▶ _Excerpted passage_:
──────────
For more in-depth scientific and technical details of our Space Science Programme and missions, follow this link.
Herschel will be the largest space telescope of its kind when launched. Herschel's 3.5-metre diameter mirror will collect long-wavelength infrared radiation from some of the coolest and most distant objects in the Universe. Herschel will be the only space observatory to cover the spectral range from far-infrared to sub-millimetre wavelengths. Infrared radiation is invisible for the human eye. It is actually 'heat', or thermal radiation. Even objects that we think of as being very cold, such as an ice cube, emit infrared radiation. For this reason, infrared telescopes can observe astronomical objects that remain hidden for optical telescopes, such as cool objects that are unable to emit in visible light. Also, infrared instruments need to be cooled down to temperatures very close to absolute zero (-273.15°C), otherwise their own infrared emission would spoil the observations. Opaque objects, those surrounded by clouds of dust, are another speciality for infrared telescopes: the longer infrared wavelengths can penetrate the dust, allowing us to see deeper into such clouds.
However, Earth's atmosphere acts as an 'umbrella' for most infrared wavelengths, preventing them from reaching the ground. A space telescope is needed to detect this kind of radiation invisible to the human eye and to optical telescopes.
What's special? If it was possible to look at the Universe from the outside it would probably appear as a foamy structure, with the galaxies distributed in curved walls surrounding huge areas of emptiness, like bubbles in a foam bath. Such is the overall picture of the present-day Universe. However, it was not always like that. There was a time when galaxies were not there, simply because they did not even exist yet. Astronomers have several questions about this time. When did galaxies form? How did it happen? Did they all form at about the same time, or is there a non-stop galaxy-making machine at work? Were the first galaxies like those we see now? The galaxies are made of stars... Did the stars form first and then get together to form galaxies, or was it the other way round? How do stars form? When they form, do they normally form planets as well? Astronomers dream of a telescope able to answer these kinds of questions. They want a telescope that fulfils at least two requirements. It has to be a giant space telescope, able to collect light from very distant galaxies. Secondly, it must be able to observe objects completely enshrouded by dust, as forming stars and galaxies are certainly dusty.
ESA's Herschel mission has been designed specifically to achieve these goals. With its ability to detect far-infrared light, it will let astronomers see, for the first time, dusty and cold regions that have been hidden so far. With its 3.5-metre mirror, Herschel will mark the beginning of a new generation of 'space giants'.
──────────
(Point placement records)

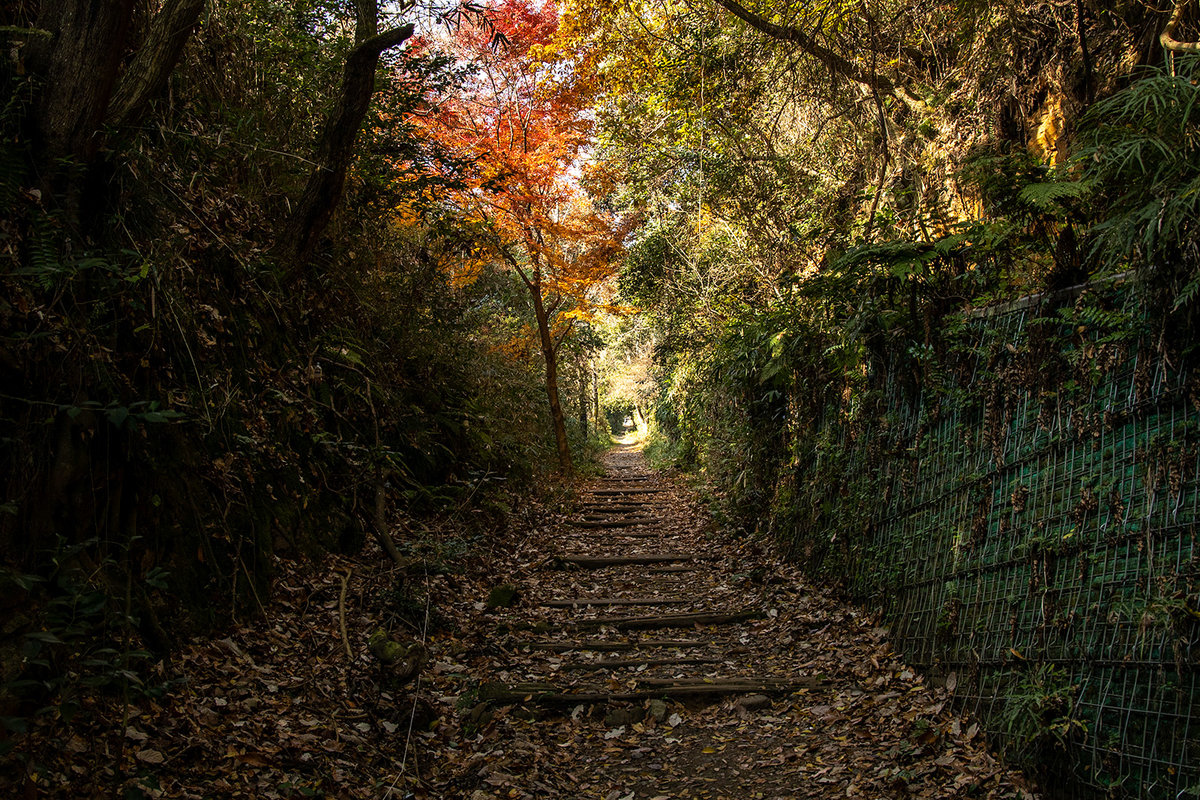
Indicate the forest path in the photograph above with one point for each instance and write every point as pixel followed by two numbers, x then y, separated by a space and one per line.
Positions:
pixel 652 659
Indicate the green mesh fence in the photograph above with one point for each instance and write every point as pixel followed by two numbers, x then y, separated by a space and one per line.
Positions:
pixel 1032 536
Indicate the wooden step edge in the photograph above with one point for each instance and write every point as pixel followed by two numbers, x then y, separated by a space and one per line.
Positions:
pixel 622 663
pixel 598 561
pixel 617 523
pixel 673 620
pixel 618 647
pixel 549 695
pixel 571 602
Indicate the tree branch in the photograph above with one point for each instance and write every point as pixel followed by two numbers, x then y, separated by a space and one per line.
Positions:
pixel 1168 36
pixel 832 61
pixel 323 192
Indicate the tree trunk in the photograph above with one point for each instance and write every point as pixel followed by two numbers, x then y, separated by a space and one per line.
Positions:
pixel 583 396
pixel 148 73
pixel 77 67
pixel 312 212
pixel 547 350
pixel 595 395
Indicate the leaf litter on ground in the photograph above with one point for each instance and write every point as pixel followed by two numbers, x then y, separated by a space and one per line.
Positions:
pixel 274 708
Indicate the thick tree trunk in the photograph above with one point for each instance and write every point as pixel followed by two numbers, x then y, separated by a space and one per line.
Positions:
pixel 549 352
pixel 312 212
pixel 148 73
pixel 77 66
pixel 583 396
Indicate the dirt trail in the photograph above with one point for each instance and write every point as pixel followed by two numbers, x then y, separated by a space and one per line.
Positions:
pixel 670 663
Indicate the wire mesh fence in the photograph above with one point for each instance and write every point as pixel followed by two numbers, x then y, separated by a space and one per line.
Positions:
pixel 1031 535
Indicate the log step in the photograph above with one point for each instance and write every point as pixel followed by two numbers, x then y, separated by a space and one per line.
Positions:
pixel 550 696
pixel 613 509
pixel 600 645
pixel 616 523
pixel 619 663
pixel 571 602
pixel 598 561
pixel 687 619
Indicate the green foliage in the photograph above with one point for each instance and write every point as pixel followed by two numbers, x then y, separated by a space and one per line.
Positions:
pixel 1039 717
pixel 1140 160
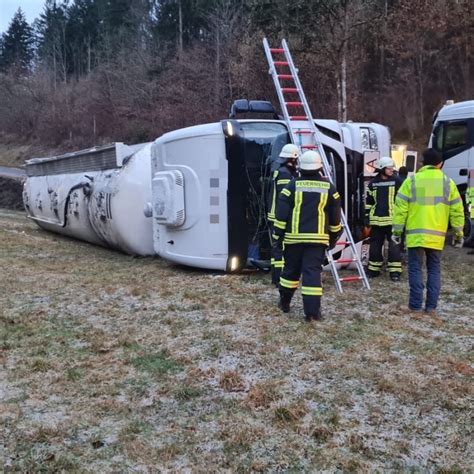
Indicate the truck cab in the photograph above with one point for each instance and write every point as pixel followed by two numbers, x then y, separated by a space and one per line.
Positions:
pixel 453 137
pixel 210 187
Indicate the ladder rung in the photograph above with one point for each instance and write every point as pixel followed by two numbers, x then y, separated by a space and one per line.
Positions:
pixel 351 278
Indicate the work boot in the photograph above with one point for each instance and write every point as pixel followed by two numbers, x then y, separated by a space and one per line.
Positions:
──────────
▶ _Task list_:
a: Summarize the passage on the Herschel space telescope in two sentences.
b: Give as a JSON list of strings the lines of the point placement rows from their start through the line that contains "pixel 1032 536", inclusive, with one string per line, blank lines omitted and the pictures left out.

▶ _Full answers_:
a: ESA's Herschel, with its 3.5-meter mirror, will be the largest space telescope of its kind and the only space observatory covering far-infrared to sub-millimeter wavelengths, radiation that must be observed from space because Earth's atmosphere blocks most infrared wavelengths. Its ability to detect far-infrared light will let astronomers see, for the first time, cold and dusty regions hidden so far, where stars and galaxies form.

b:
[
  "Indicate the forest path in the photograph above with one point for each instance and write every point as pixel followed by two numbers, x then y, separated by a space and one per line.",
  "Positions:",
  "pixel 652 659",
  "Indicate the green mesh fence in the photograph above with one point for each instance and write every point as pixel followed by two numbers, x then y, separated by a space and one per line.",
  "Positions:",
  "pixel 1032 536"
]